GIVEN INSTRUCTION:
Reproduce every line of the records below, requests included, with each polygon coordinate in the answers multiplied by 0.8 and rounded to a whole number, halves rounded up. Leave the pictures out of your answer.

━━━

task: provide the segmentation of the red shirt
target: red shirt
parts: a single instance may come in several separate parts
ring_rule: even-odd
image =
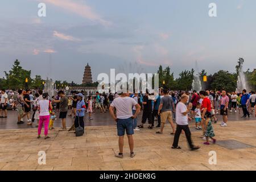
[[[201,110],[204,108],[207,108],[207,111],[210,112],[212,111],[212,104],[208,97],[205,97],[203,100],[202,106],[201,107]]]

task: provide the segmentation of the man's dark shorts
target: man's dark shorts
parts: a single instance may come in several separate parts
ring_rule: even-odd
[[[131,117],[127,119],[118,119],[117,122],[117,135],[125,135],[125,131],[127,135],[133,135],[133,119]]]
[[[68,114],[68,111],[67,112],[60,112],[60,119],[65,119],[67,118],[67,114]]]
[[[1,104],[0,109],[2,110],[6,110],[7,109],[7,104],[5,105],[4,104]]]
[[[221,105],[221,115],[228,115],[228,107],[226,109],[226,110],[224,110],[225,106],[224,105]]]
[[[25,113],[28,113],[29,112],[30,112],[31,111],[31,107],[30,105],[29,105],[28,107],[27,107],[26,105],[24,107]]]
[[[196,106],[192,106],[192,107],[191,108],[191,110],[194,111],[196,109]]]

━━━

SOLUTION FOR THIS EXERCISE:
task: provide the segmentation of the red shirt
target: red shirt
parts: a single instance may come in several separate parts
ring_rule: even-odd
image =
[[[161,88],[163,86],[166,86],[166,89],[168,90],[170,89],[170,83],[166,78],[164,78],[162,80],[162,85],[161,86]]]

task: provide the segmentation of the man's dark shorts
target: man's dark shorts
parts: a single instance may come in several separate parts
ring_rule: even-odd
[[[105,94],[102,95],[94,95],[94,98],[94,108],[100,108],[100,105],[102,108],[106,108],[106,95]]]
[[[54,91],[54,89],[54,90],[48,90],[48,95],[52,95],[54,94],[54,91]]]
[[[1,83],[0,87],[2,88],[5,88],[6,87],[6,83],[4,84],[3,83]]]
[[[177,84],[177,92],[182,92],[182,86],[181,87],[181,88],[179,88],[180,85],[179,84]]]
[[[20,90],[22,90],[23,90],[24,90],[25,89],[25,86],[24,84],[23,84],[22,86],[22,86],[21,84],[19,86]]]
[[[157,85],[154,85],[154,86],[153,86],[153,88],[155,89],[157,87]]]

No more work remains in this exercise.